→ Consignes
1. Dans l'extrait du jugement, recopiez le passage en commençant à « [1] La Cour » et en allant jusqu'à « rejeté sa demande. ». Changez « Cour fédérale » en « Cour provinciale ».
2. Répondez brièvement à ces questions d'après l'extrait du jugement.
(a) À quelle date l'audience par vidéoconférence a-t-elle eu lieu ?
(b) Quel est le numéro du dossier ?
(c) Quel juge de la Cour fédérale a rendu le jugement porté en appel ?

→ Extrait du jugement
Référence : 2022 CAF 21

[TRADUCTION FRANÇAISE]

CORAM :

LE JUGE STRATAS

LE JUGE BOIVIN

LE JUGE LASKIN

 

 

ENTRE :

 

 

JOHN JOSEPH GOODMAN

 

 

appelant

 

 

et

 

 

LE MINISTRE DE LA SÉCURITÉ PUBLIQUE ET DE LA PROTECTION CIVILE et

LE MINISTRE DE LA CITOYENNETÉ ET DE L’IMMIGRATION

 

 

intimés

 

Audience tenue par vidéoconférence organisée par le greffe, le 7 février 2022.

Jugement rendu à l’audience à Ottawa (Ontario), le 7 février 2022.

MOTIFS DU JUGEMENT DE LA COUR :

LE JUGE BOIVIN

 


Date : 20220207


Dossier : A-7-20

Référence : 2022 CAF 21

CORAM :

LE JUGE STRATAS

LE JUGE BOIVIN

LE JUGE LASKIN

 

 

ENTRE :

 

 

JOHN JOSEPH GOODMAN

 

 

appelant

 

 

et

 

 

LE MINISTRE DE LA SÉCURITÉ PUBLIQUE ET DE LA PROTECTION CIVILE et

LE MINISTRE DE LA CITOYENNETÉ ET DE L’IMMIGRATION

 

 

intimés

 

MOTIFS DU JUGEMENT DE LA COUR

(Jugement prononcé à l’audience à Ottawa (Ontario), le 7 février 2022)

LE JUGE BOIVIN

[1] La Cour est saisie de l’appel d’un jugement de la Cour fédérale (le juge Barnes) en date du 9 décembre 2019 (2019 CF 1569). Devant la Cour fédérale, l’appelant, qui reconnaît être interdit de territoire au Canada en vertu de l’alinéa 34(1)f) de la Loi sur l’immigration et la protection des réfugiés, L.C. 2001, ch. 27 (LIPR), a demandé notamment un jugement déclarant que les modifications de 2013 apportées à l’article 25 de la LIPR soient déclarées inopérantes. L’appelant a affirmé que le retrait des motifs d’ordre humanitaire des articles de la LIPR, y compris l’alinéa 34(1)f) - entre en conflit avec l’obligation d’équité prévue par l’alinéa 2e) de la Déclaration canadienne des droits, S.C. 1960, ch. 44. La Cour fédérale n’était pas d’accord avec l’appelant et a rejeté sa demande.

→ Enregistrements extraits
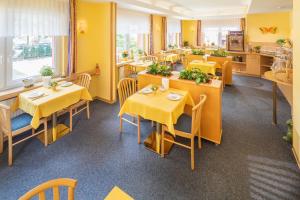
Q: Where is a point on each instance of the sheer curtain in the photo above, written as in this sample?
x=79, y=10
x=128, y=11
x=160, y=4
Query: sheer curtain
x=174, y=30
x=132, y=22
x=34, y=18
x=215, y=31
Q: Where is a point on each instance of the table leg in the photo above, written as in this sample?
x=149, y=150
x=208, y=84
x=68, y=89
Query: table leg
x=274, y=103
x=54, y=127
x=153, y=141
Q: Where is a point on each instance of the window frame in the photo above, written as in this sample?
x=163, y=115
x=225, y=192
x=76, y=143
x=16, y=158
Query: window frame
x=6, y=65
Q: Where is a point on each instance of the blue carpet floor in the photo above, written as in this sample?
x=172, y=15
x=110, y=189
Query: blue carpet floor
x=253, y=161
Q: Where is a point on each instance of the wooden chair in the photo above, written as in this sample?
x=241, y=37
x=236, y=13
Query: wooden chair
x=83, y=80
x=126, y=88
x=195, y=131
x=154, y=59
x=54, y=185
x=14, y=126
x=223, y=73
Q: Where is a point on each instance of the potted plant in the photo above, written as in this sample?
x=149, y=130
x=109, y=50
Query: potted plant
x=219, y=53
x=185, y=43
x=46, y=73
x=53, y=85
x=195, y=75
x=125, y=54
x=281, y=42
x=257, y=49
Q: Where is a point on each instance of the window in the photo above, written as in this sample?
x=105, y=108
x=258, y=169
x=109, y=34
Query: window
x=174, y=30
x=216, y=31
x=31, y=36
x=133, y=30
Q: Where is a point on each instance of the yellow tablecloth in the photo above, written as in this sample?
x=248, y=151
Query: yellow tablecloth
x=173, y=58
x=140, y=66
x=51, y=102
x=206, y=67
x=157, y=107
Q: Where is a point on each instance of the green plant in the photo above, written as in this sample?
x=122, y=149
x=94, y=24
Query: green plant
x=194, y=74
x=281, y=42
x=53, y=84
x=219, y=53
x=46, y=71
x=185, y=43
x=198, y=52
x=156, y=69
x=289, y=135
x=257, y=49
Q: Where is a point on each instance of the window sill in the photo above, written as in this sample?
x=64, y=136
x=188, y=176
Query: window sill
x=12, y=93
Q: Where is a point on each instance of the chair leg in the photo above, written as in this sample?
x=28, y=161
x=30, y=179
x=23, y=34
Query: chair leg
x=71, y=120
x=1, y=142
x=88, y=110
x=10, y=150
x=121, y=124
x=192, y=154
x=163, y=143
x=46, y=134
x=139, y=130
x=199, y=140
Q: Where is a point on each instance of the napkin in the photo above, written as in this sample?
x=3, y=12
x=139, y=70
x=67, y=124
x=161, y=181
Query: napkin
x=165, y=83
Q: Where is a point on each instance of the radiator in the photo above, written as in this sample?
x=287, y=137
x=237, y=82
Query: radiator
x=9, y=102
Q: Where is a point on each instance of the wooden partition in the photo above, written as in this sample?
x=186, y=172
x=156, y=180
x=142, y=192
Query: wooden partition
x=212, y=111
x=221, y=60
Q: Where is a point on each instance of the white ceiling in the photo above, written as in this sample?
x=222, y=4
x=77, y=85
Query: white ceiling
x=203, y=9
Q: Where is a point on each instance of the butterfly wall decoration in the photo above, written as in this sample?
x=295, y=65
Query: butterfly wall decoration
x=266, y=30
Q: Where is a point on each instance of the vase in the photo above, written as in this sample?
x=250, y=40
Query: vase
x=46, y=81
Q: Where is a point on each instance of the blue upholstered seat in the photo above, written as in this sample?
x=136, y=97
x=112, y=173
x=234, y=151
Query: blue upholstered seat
x=20, y=121
x=184, y=123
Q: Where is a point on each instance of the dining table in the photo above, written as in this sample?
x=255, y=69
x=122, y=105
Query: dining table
x=158, y=107
x=208, y=67
x=49, y=103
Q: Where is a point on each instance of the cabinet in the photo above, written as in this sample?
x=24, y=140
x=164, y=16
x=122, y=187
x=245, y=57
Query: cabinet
x=253, y=64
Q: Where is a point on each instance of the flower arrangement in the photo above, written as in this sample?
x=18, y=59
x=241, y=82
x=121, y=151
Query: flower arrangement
x=219, y=53
x=53, y=85
x=125, y=54
x=157, y=69
x=194, y=74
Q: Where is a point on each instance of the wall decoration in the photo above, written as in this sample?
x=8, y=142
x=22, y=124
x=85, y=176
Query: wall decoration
x=266, y=30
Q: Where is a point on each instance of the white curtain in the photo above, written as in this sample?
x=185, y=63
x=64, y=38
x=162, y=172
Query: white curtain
x=225, y=24
x=34, y=18
x=129, y=21
x=173, y=25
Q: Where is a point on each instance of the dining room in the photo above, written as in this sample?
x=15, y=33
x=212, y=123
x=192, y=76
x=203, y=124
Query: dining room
x=149, y=99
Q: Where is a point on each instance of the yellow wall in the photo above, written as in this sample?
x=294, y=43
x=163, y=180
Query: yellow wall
x=281, y=20
x=157, y=33
x=189, y=31
x=96, y=45
x=296, y=88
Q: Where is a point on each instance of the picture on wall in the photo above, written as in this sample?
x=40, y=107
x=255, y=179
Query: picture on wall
x=235, y=41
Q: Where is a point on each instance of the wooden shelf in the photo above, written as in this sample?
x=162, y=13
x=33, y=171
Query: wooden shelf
x=237, y=62
x=269, y=66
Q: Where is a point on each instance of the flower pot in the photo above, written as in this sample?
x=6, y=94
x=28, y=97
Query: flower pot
x=46, y=81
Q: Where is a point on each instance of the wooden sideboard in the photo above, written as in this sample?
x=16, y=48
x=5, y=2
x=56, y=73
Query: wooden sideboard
x=211, y=127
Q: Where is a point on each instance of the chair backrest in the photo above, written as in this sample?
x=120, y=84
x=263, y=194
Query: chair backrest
x=224, y=68
x=126, y=88
x=54, y=184
x=151, y=58
x=5, y=117
x=196, y=115
x=84, y=80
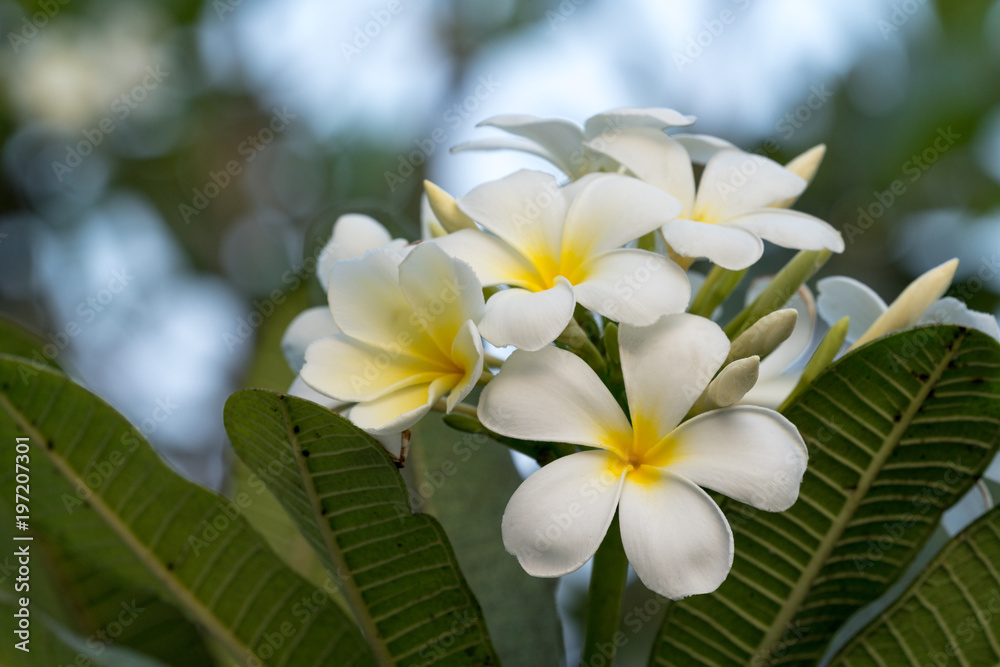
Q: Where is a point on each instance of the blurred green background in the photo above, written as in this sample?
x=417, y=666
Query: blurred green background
x=167, y=167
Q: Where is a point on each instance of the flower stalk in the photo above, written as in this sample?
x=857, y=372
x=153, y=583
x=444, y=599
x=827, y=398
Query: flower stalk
x=604, y=599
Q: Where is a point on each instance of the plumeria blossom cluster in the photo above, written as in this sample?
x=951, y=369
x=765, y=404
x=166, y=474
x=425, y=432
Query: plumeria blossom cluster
x=571, y=300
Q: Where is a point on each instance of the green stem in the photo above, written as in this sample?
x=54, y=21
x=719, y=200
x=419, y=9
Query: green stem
x=604, y=601
x=781, y=288
x=717, y=286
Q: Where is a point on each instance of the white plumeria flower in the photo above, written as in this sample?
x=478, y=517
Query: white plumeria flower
x=407, y=337
x=737, y=203
x=565, y=144
x=649, y=469
x=919, y=304
x=353, y=235
x=557, y=247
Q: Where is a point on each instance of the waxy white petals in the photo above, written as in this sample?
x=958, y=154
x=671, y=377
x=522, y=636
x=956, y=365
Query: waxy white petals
x=735, y=182
x=399, y=410
x=552, y=395
x=368, y=305
x=446, y=213
x=525, y=209
x=840, y=296
x=668, y=365
x=729, y=247
x=350, y=370
x=443, y=293
x=309, y=325
x=701, y=147
x=467, y=352
x=676, y=538
x=628, y=118
x=748, y=453
x=906, y=310
x=950, y=310
x=528, y=320
x=790, y=229
x=633, y=286
x=557, y=518
x=610, y=210
x=354, y=234
x=560, y=139
x=493, y=259
x=656, y=159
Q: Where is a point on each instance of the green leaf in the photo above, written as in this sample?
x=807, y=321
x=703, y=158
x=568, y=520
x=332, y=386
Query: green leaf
x=396, y=569
x=448, y=469
x=952, y=610
x=897, y=432
x=192, y=541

→ Réponses
1.
[1] La Cour est saisie de l’appel d’un jugement de la Cour provinciale (le juge Barnes) en date du 9 décembre 2019 (2019 CF 1569). Devant la Cour provinciale, l’appelant, qui reconnaît être interdit de territoire au Canada en vertu de l’alinéa 34(1)f) de la Loi sur l’immigration et la protection des réfugiés, L.C. 2001, ch. 27 (LIPR), a demandé notamment un jugement déclarant que les modifications de 2013 apportées à l’article 25 de la LIPR soient déclarées inopérantes. L’appelant a affirmé que le retrait des motifs d’ordre humanitaire des articles de la LIPR, y compris l’alinéa 34(1)f) - entre en conflit avec l’obligation d’équité prévue par l’alinéa 2e) de la Déclaration canadienne des droits, S.C. 1960, ch. 44. La Cour provinciale n’était pas d’accord avec l’appelant et a rejeté sa demande.

2.
(a) Le 7 février 2022.
(b) A-7-20.
(c) Le juge Barnes.